* [Task directions]:
Extract the items below, reproducing each line unchanged, from the line containing "Each instance of the blue" up to and including the line containing "x=176, y=379".

* [Extracted information]:
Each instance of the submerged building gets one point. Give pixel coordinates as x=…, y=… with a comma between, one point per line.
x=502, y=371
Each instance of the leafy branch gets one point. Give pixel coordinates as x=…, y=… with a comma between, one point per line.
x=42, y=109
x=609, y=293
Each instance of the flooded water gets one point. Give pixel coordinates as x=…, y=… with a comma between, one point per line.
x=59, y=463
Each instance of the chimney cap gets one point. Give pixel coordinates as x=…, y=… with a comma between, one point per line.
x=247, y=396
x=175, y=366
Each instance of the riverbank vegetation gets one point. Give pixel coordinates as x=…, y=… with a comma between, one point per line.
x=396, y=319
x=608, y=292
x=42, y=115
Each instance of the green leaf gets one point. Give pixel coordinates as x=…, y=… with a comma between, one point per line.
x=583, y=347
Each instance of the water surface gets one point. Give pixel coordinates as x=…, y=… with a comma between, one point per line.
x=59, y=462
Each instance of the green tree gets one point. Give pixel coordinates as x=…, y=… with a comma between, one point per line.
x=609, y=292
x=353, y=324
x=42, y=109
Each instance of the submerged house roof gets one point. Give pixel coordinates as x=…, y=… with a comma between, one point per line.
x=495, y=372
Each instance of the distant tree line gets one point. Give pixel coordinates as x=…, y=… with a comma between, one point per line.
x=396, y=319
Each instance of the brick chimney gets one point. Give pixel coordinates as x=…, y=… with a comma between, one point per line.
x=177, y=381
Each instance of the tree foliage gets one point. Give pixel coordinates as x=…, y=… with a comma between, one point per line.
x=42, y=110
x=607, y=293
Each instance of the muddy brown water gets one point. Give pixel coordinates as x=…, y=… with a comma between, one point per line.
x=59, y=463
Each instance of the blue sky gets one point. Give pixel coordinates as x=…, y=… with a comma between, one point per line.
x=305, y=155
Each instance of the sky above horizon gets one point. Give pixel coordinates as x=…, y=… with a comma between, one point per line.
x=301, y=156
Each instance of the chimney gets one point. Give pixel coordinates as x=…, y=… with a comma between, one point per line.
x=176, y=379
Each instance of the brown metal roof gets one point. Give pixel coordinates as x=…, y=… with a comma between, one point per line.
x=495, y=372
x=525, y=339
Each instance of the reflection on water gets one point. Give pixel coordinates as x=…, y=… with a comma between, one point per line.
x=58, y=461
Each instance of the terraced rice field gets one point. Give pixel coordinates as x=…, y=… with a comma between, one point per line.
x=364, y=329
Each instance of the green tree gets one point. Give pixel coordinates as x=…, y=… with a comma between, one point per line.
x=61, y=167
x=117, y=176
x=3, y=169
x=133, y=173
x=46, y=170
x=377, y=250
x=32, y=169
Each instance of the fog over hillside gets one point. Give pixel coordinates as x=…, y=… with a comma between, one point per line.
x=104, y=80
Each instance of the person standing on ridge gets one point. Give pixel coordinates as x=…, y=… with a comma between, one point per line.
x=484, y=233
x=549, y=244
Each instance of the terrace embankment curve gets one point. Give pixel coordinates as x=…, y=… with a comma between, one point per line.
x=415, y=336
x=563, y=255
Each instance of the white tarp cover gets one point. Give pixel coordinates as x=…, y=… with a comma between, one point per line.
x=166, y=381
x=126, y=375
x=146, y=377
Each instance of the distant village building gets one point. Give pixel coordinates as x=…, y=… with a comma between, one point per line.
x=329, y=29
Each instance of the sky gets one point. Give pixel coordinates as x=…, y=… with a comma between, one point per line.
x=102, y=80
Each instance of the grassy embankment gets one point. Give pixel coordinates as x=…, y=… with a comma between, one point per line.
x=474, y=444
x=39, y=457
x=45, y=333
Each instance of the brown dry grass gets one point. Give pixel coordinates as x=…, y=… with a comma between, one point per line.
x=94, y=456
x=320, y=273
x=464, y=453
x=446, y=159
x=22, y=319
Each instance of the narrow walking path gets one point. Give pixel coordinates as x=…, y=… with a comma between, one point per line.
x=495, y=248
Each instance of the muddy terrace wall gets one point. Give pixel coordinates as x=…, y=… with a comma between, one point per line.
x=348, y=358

* [Answer for the task]:
Each instance of the blue sky gets one point. Give pixel coordinates as x=…, y=… with a comma between, one point per line.
x=305, y=155
Each instance of the sky above horizon gets one point. Give pixel coordinates as x=…, y=… with a comma between, one point per line.
x=301, y=156
Each instance of the chimney gets one point. Give pixel coordinates as x=…, y=… with a comma between, one point per line.
x=176, y=379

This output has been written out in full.